Make an exact copy of the entries, and keep any pictures out of it.
— START DATA TO PROCESS —
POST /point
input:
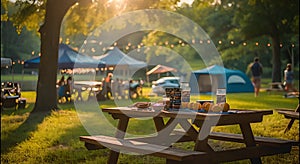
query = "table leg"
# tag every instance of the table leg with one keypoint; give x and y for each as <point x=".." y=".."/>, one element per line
<point x="249" y="139"/>
<point x="202" y="140"/>
<point x="289" y="125"/>
<point x="122" y="126"/>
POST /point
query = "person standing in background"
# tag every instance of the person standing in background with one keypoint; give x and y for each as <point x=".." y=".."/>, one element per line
<point x="256" y="70"/>
<point x="289" y="79"/>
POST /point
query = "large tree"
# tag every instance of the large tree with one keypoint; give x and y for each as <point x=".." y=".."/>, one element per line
<point x="273" y="19"/>
<point x="50" y="14"/>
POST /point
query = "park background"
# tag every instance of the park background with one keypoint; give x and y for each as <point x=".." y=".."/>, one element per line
<point x="54" y="138"/>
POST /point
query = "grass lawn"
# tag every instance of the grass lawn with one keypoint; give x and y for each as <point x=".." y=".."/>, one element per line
<point x="54" y="138"/>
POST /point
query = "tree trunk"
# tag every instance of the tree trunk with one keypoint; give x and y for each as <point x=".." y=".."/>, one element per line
<point x="46" y="99"/>
<point x="276" y="69"/>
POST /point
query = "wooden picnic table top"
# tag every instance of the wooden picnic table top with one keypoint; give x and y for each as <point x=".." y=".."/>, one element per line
<point x="233" y="116"/>
<point x="167" y="121"/>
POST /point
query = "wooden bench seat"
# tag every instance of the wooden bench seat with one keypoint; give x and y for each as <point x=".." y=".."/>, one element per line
<point x="139" y="147"/>
<point x="239" y="138"/>
<point x="259" y="140"/>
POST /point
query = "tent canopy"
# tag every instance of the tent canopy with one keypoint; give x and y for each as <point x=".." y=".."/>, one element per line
<point x="115" y="57"/>
<point x="236" y="81"/>
<point x="68" y="59"/>
<point x="6" y="62"/>
<point x="161" y="69"/>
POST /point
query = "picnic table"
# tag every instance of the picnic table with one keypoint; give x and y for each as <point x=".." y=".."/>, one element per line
<point x="195" y="126"/>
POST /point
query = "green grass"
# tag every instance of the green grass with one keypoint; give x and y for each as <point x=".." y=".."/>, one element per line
<point x="54" y="137"/>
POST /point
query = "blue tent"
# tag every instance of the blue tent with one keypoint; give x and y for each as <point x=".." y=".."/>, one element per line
<point x="68" y="59"/>
<point x="236" y="81"/>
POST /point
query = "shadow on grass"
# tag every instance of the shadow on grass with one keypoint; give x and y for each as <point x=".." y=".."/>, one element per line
— END DATA TO PROCESS —
● ANSWER TO THE EXERCISE
POST /point
input:
query = "table leg"
# tag every instance of the table leg with one keypoint; give x and y for each as <point x=".." y=".."/>, one element per line
<point x="249" y="139"/>
<point x="202" y="140"/>
<point x="289" y="125"/>
<point x="122" y="126"/>
POST /point
query = "person standing in background"
# tag every instance of the person standing in background with one keypoint; give x and y for each as <point x=".." y=".."/>, one element per line
<point x="256" y="70"/>
<point x="289" y="79"/>
POST /point
query = "large tree"
# tag every instance of the large tree with one keypoint; give x and y for each as <point x=".." y=".."/>, one element per line
<point x="273" y="19"/>
<point x="50" y="14"/>
POST /point
query = "park background"
# tag every instance of the park background with one keypoint; give x and y for each as <point x=".." y=".."/>, one element per line
<point x="54" y="138"/>
POST /point
query = "grass lawn"
# tag every instance of the grass lawn with one keypoint; give x and y for each as <point x=".." y=".."/>, one element per line
<point x="54" y="138"/>
POST /point
query = "tree trunk"
# tag every instance of the tree trunk with one keypoint; give x and y for each as <point x=".." y=".."/>, one element per line
<point x="46" y="99"/>
<point x="276" y="69"/>
POST /point
query = "wooden picnic table top"
# tag every instance of the wooden picnic table top with one keypoint; give x and y for each as <point x=".." y=".."/>, one element per line
<point x="233" y="116"/>
<point x="167" y="121"/>
POST /point
query = "wooden bench seat"
# tag every instance of the wooden bench seat with one keypoint; give x and y for each as <point x=".." y=".."/>, one element per line
<point x="139" y="147"/>
<point x="239" y="138"/>
<point x="259" y="140"/>
POST /point
query = "tent canopy"
# tag every instance of the tent canopy with one keypoint; give x and y for each as <point x=".." y=".."/>, one element per line
<point x="115" y="57"/>
<point x="236" y="81"/>
<point x="68" y="59"/>
<point x="6" y="62"/>
<point x="161" y="69"/>
POST /point
query = "picnic table"
# tag every instance of the picnic table with one keypoint; give x and y for each as <point x=".." y=".."/>, one element per line
<point x="195" y="126"/>
POST /point
query = "green grass"
# tag every instance of the green grass with one keypoint; give x and y for each as <point x=".." y=".."/>, one element per line
<point x="54" y="137"/>
POST /point
query = "blue tent"
# tag every instance of the blue tent with one keypoint; give x and y for each as <point x=".." y=".."/>, one element per line
<point x="68" y="59"/>
<point x="236" y="81"/>
POST /point
query = "shadow on grass"
# tag every instance of the shadow on grass with one keypoint; give x and y for each as <point x=".." y=".."/>, one element per line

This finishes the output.